_ИСХОДНЫЙ ТЕКСТ_
▼

Я часто, глаза закрывая, всё вижу, как в небе ночном кружат тихо звёзды, мерцая, над Вологдой, где был мой дом.
Так много здесь хмурого неба над серой, спокойной водой... Ты был там когда-нибудь, не был? Тогда незнаком ты с тоской.
Там травы покрыли дороги, деревья притихли давно; леса, и кустарник убогий, и скука, что дует в окно.
Россия! Как грустно и странно поникли берёзы твои. Как солнце над лугом туманно в краю нелюдимой земли.
И лишь иногда над рекою, где бакен качается жёлт, услышишь, как волки завоют, да лошадь тихонько заржёт.
2009
«Поверьте мне, я чист душою…»
Николай Рубцов продолжил традицию раннего ухода поэтов из жизни. Ушёл в 35 лет. 19 января 1971 года был задушен в своей кровати в скромной квартире хрущёвской пятиэтажки на окраине Вологды. И кем? Любовницей. Бытовая трагедия, и не важно, кто виноват и в какой степени, он сам или его полюбовница, важно другое: не стало человека. И какого?..
Рубцов был удивительный русский поэт, бесшабашный и непутёвый, вроде Аполлона Григорьева. И судьба постоянно испытывала его на прочность, на разрыв: сиротство, детдомовщина, бедность, неприкаянность. Он часто сам не знал, где преклонить ему голову. Хотел поступить в мореходку, но туда не попал, хотя и походил по морю. – «Я весь в мазуте, весь в тавоте, / Зато работаю в Тралфлоте!..» Кочегар рыболовецкого судна, матрос, слесарь-сантехник на заводе… Учился в нескольких техникумах, но ни одного не закончил. По натуре был простодушен, наивен, провинциален, да ещё с трудным характером. Короче, не продвинутый, не прагматичный, не интерактивный. Может быть, поэтому он и не вписался в жизнь, хотя в его пору она, эта самая жизнь, ещё не была коммерциализованной, и в основном действовал принцип бартера: ты мне – я тебе.
Но опять же теперь не важно, каким был Рубцов. Главное, что жил на белом свете такой замечательный поэт, по нынешним меркам – классик. Стихи его охотно печатают, выходят книги, воспоминания, есть Всероссийская литературная премия «Звезда полей» имени Николая Рубцова. Всё есть! А человека нет… Старая российская история: при жизни не ценят, не замечают, третируют, топчут. А после смерти вдруг спохватываются и возносят до небес.
Несколько биографических штрихов. Николай Рубцов родился 3 января 1936 года в посёлке Емецк Архангельской области. Отец погиб на фронте. В стихотворении «Детство» поэт с горечью писал: «Мать умерла. Отец ушёл на фронт. / Соседка злая / Не даёт проходу. / Смутно помню / Утро похорон / И за окошком / Скудную природу…»

▲

_ЗАДАНИЕ_
Напишите продолжение текста о Николае Рубцове, начиная сразу после его последнего предложения. Приведённый ниже список здесь не используется.

_Записи разметки мест на изображениях_
▼

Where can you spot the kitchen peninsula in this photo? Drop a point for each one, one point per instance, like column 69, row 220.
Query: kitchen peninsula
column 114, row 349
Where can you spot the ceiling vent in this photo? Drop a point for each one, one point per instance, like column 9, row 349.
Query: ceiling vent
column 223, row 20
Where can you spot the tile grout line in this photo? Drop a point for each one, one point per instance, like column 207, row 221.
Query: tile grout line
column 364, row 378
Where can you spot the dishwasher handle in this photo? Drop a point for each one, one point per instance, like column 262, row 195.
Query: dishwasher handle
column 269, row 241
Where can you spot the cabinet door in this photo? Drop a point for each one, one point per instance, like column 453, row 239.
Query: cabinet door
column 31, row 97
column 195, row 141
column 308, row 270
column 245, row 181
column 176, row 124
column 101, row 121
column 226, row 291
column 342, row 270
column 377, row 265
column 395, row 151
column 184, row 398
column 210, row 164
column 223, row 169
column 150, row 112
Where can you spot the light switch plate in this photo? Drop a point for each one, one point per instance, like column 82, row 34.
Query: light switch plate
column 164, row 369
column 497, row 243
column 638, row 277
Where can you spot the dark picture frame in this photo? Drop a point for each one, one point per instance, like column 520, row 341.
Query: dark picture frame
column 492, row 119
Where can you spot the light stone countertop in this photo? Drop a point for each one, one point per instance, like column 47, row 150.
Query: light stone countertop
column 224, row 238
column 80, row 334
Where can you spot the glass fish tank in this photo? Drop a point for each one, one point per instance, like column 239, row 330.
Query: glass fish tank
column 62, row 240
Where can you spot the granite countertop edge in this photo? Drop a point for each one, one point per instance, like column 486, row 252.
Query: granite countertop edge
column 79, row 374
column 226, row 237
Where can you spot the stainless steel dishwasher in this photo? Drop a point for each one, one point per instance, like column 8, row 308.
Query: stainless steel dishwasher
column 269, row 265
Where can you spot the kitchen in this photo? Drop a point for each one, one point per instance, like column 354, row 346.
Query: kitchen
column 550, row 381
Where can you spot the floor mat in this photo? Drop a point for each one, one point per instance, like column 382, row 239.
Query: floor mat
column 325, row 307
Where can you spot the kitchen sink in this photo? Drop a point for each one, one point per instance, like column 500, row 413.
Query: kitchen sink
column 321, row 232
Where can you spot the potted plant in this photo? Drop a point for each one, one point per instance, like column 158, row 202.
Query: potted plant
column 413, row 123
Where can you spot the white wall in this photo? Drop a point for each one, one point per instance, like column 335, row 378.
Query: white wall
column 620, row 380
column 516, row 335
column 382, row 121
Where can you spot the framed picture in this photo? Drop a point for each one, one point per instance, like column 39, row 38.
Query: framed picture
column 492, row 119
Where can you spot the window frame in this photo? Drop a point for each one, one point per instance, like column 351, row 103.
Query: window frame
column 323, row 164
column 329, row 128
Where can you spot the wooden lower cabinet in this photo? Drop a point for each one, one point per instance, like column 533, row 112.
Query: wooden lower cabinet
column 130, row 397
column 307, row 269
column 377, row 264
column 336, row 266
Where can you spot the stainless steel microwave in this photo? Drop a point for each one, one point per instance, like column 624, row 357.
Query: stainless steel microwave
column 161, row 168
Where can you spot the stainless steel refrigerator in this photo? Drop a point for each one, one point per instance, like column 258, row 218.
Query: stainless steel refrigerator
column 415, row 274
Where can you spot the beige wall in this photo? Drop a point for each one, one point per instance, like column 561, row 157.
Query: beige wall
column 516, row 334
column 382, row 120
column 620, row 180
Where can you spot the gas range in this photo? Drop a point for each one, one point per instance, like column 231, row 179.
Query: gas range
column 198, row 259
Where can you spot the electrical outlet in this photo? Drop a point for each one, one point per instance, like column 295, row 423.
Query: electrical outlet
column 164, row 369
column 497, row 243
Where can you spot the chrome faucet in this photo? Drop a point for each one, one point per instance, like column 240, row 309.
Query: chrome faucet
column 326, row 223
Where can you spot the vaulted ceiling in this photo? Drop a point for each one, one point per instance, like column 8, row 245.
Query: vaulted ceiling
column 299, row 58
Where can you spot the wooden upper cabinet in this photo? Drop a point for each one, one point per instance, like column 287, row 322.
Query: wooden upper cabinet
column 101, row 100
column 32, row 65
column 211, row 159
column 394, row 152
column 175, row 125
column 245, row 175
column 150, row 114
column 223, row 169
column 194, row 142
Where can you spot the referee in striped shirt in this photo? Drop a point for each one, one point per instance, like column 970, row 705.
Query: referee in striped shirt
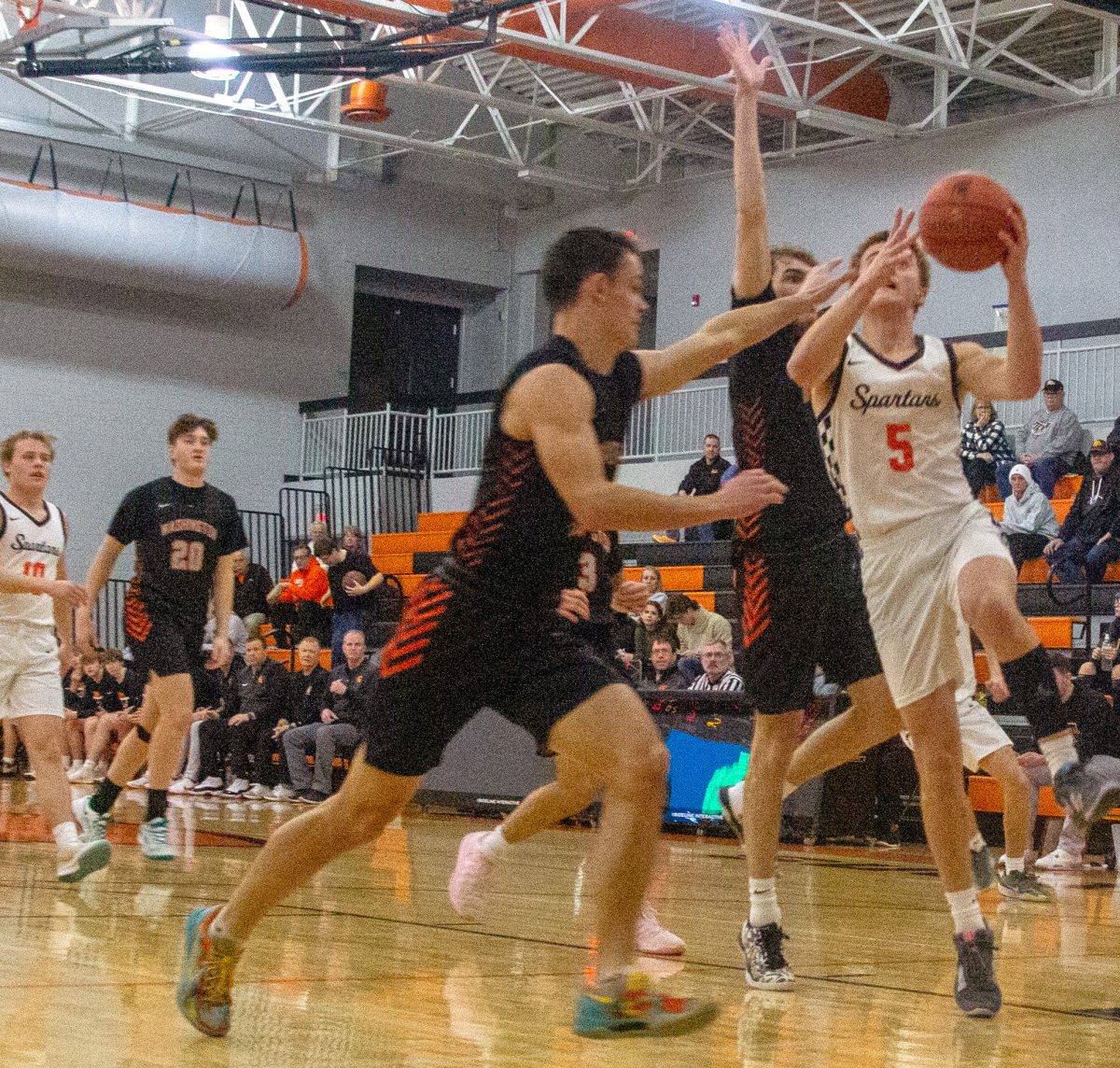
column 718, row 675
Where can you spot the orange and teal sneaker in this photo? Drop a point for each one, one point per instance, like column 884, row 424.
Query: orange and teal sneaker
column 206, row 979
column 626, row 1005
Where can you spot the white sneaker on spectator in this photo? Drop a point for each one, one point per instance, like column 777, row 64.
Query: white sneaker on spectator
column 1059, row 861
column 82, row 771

▲

_ОТВЕТ К ЗАДАНИЮ_
Потеряв мать в 6 лет, Рубцов воспитывался в детских домах. А когда исполнилось 16 лет, скитался по стране. Перебрал различные профессии, а мечта была одна: стать поэтом. В 1962 году поступил в Московский литературный институт им. Горького. Через два года был исключен за нарушение дисциплины.
Первая книга – «Лирика» – вышла в 1965 году в Архангельске, в 1967 году в Москве «Звезда полей». Звезда полей во мгле заледенелой, Остановившись, смотрит в полынью. Уж на часах двенадцать прозвенело, И сон окутал родину мою… Звезда полей! В минуту потрясений Я вспоминал, как тихо за холмом Она горит над золотом осенним, Она горит за зимним серебром. Ну, и так далее. Ныне хрестоматийные строки – звезда, которая «горит, не угасая, для всех тревожных жителей земли». Таким беспокойным и тревожным был сам Николай Рубцов. Последний прижизненный сборник «Сосен шум» вышел в 1970 году.
О своём творчестве Рубцов написал так: «Я переписывать не стану / Из книги Тютчева и Фета, / И я придумывать не стану /Себя особого, Рубцова, / За это верить перестану / В того же самого Рубцова / Но я у Тютчева и Фета / Проверю искреннее слово, / Чтоб книгу Тютчева и Фета / Продолжить книгою Рубцова»!..»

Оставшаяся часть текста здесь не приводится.